====== SELECTED EXTRACT ======

Preservation has grown increasingly important, both nationally and internationally, in defining a civic sense of place, buttressing sustainable communities, conserving urban neighborhoods, protecting rural and scenic areas, and enriching public understanding of social, cultural, and architectural history. The program provides the opportunity for graduate students to develop the skills and expertise of the preservation practitioner within their own discipline, while at the same time studying the breadth of preservation work in related fields. Faculty from all four disciplines in the School of Architecture and distinguished visiting practitioners teach the preservation courses.
UVA also has the unique status for a university in the United States of being a UNESCO designated World Heritage Site, and many UVA students of historic preservation seize the opportunity to study and gain practice experience through engagement with Thomas Jefferson’s “academical village.” Students also have opportunities for research, study, and internships with Thomas Jefferson’s home, Monticello (also part of the World Heritage Site), and locally with the homes of Presidents Madison and Monroe. The University of Virginia has a history that spans 200 years and a preservation ethic that emphasizes methods in future practice; the historic preservation student has the opportunity to both enrich and continue that history.
The Historic Preservation program at UVA is recognized as a member program by the National Council for Preservation Education which is a national organization that provides a network of peers that are committed to excellence in preservation education and scholarship. NCPE serves to ensure that its member programs provide the highest standard of education with the highly multi-disciplinary field of historic preservation.
The Graduate Certificate in Historic Preservation requires a completion of 15 credits of coursework distributed over four general categories: Theory, History, Field Methods, and Specialized Components. A non-credit Internship is also required.
Students wishing to enter the Historic Preservation program must be enrolled in an eligible masters program at UVA. In order to ensure proper academic advising and program coordination, students interested in the Historic Preservation program should:
STEP 1: Upon arriving at UVA School of Architecture, file a program application form. This form can be obtained from the Office of Academic Support, or from the Program Director.
STEP 2: Attend the program meeting at the start of the fall semester.
STEP 3: Work with the Program Director to develop a course plan to obtain the Historic Preservation certificate during your time as a graduate student.
Students of historic preservation at UVA engage with both American and International heritage theory and practice through coursework, field schools, study abroad opportunities, internships, independent study, and other educational activities.
The program allows significant flexibility for students to tailor their studies in historic preservation to their own interests and the skills needed for practicing historic preservation in their disciplines. Students are encouraged to discuss their individual goals and objectives for their study of historic preservation with the program director.

======

TASK STATEMENT:
In the historic preservation program description, how many credits of coursework does the Graduate Certificate require? These entries play no part in the work.

====== DATA ROWS ======

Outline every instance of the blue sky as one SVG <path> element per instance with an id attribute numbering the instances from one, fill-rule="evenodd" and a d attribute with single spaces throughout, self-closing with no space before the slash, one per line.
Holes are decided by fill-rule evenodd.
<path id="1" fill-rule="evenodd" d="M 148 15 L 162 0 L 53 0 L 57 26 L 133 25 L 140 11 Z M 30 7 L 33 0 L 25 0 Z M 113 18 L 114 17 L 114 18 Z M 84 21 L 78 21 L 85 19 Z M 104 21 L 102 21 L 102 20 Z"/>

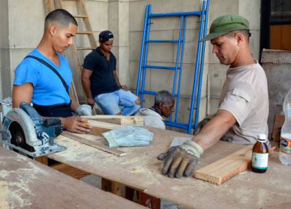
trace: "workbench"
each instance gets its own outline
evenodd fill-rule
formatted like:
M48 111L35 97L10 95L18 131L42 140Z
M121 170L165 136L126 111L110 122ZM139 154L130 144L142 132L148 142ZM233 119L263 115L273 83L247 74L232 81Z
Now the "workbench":
M146 208L0 147L0 208Z
M126 156L118 157L60 136L55 142L66 150L50 158L80 170L144 191L153 197L187 208L290 208L291 167L280 163L278 152L269 159L266 173L244 171L221 185L194 179L169 178L161 174L158 154L167 150L175 137L191 137L182 133L147 127L154 138L148 147L118 148ZM103 140L96 136L88 139ZM218 142L205 151L197 168L201 168L243 147Z

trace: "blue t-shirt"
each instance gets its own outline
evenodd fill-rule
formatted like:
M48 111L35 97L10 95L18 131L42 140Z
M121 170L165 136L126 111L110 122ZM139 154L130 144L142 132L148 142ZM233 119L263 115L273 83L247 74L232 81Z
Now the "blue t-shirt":
M58 66L41 54L37 49L34 49L29 55L40 58L53 66L68 86L71 87L73 74L65 57L58 53L60 60ZM31 99L33 103L51 106L70 103L70 97L59 77L45 64L31 58L22 60L15 70L14 85L23 85L25 83L31 83L34 86Z

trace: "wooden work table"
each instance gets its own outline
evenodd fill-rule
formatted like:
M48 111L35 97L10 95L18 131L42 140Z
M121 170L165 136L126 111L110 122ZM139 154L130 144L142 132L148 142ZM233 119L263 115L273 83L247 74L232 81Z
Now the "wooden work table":
M50 158L102 177L139 189L144 193L188 208L290 208L291 167L281 164L275 152L269 159L266 173L249 170L221 185L193 177L169 178L160 172L156 156L167 150L177 136L190 136L148 128L154 139L148 147L118 148L127 155L118 157L81 144L62 136L55 142L67 150L50 155ZM86 138L98 138L85 135ZM102 138L98 140L103 140ZM242 145L219 142L203 153L197 168L242 148Z
M146 208L0 147L0 208Z

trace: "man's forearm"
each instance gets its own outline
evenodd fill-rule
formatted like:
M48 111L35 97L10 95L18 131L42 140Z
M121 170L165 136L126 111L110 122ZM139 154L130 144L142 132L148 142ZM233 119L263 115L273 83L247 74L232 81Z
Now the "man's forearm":
M212 147L236 123L235 118L227 110L219 110L194 137L194 141L204 151Z

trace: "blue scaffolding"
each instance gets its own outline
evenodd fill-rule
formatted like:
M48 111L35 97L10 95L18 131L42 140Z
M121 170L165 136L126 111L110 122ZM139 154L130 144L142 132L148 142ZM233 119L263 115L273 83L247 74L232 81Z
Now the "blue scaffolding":
M203 0L201 11L186 12L175 12L175 13L162 13L153 14L151 13L151 5L147 5L144 30L142 34L142 41L140 50L140 64L138 67L138 81L136 85L136 95L140 97L140 101L143 101L144 95L155 95L156 92L144 90L144 84L147 75L147 69L164 69L174 71L175 75L173 79L173 86L172 94L176 98L176 107L175 112L174 121L172 116L169 120L166 121L166 124L168 126L175 127L184 130L186 130L190 134L192 128L196 127L199 112L199 105L201 99L201 92L202 86L203 71L204 66L204 53L205 43L201 42L201 40L206 35L207 25L208 20L208 10L210 0ZM196 62L194 66L194 75L193 80L193 87L191 96L190 112L189 114L188 123L183 123L177 121L179 102L180 98L180 86L181 77L183 67L183 56L185 45L185 34L186 28L186 22L188 16L196 16L200 17L200 26L199 32L199 42L197 45L197 51L196 56ZM177 16L180 17L180 27L179 32L179 38L177 40L150 40L150 27L151 19L160 17ZM147 64L148 47L149 43L176 43L177 56L175 66L153 66ZM177 79L178 77L178 83L177 85ZM177 86L176 87L176 86ZM196 104L195 104L196 100ZM194 125L193 125L193 113L195 110Z

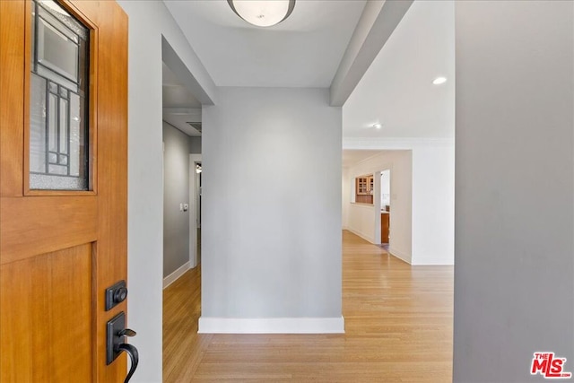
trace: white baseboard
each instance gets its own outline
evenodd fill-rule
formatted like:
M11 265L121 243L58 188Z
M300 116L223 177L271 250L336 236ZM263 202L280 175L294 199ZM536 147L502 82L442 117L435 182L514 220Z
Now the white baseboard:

======

THE SOLUTION:
15 credits.